» Work instruction
Every record below should be written out exactly; pictures stay out.

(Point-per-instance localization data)
^^^^^^^^

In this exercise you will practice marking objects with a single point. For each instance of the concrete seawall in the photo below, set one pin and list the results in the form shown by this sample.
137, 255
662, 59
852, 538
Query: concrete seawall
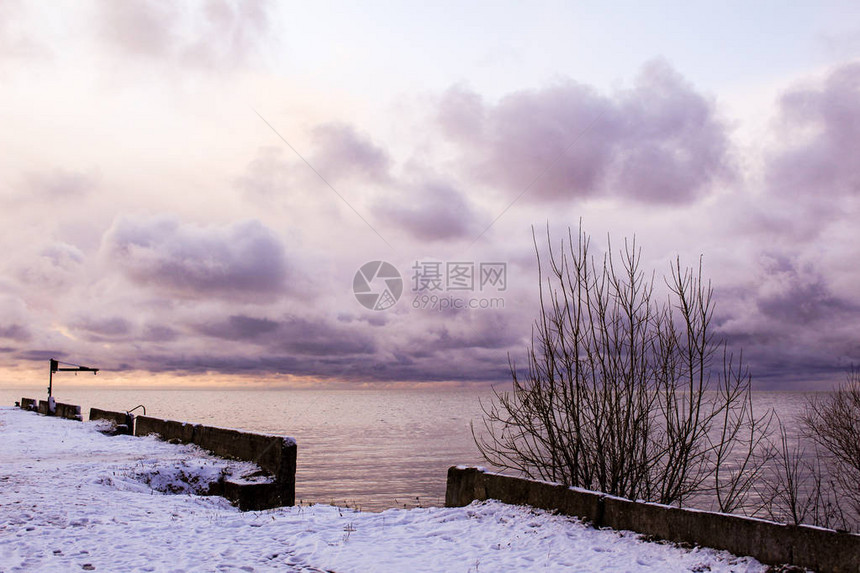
61, 410
122, 422
276, 455
822, 550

^^^^^^^^

» Solution to this problem
In this exercise you will practice marking objects with a single point. For each instance of the concrete seawall in the photo below, set one pin and list the results in the form shown by this sample.
137, 255
662, 59
852, 538
Query: concrete seawall
61, 410
122, 422
276, 455
822, 550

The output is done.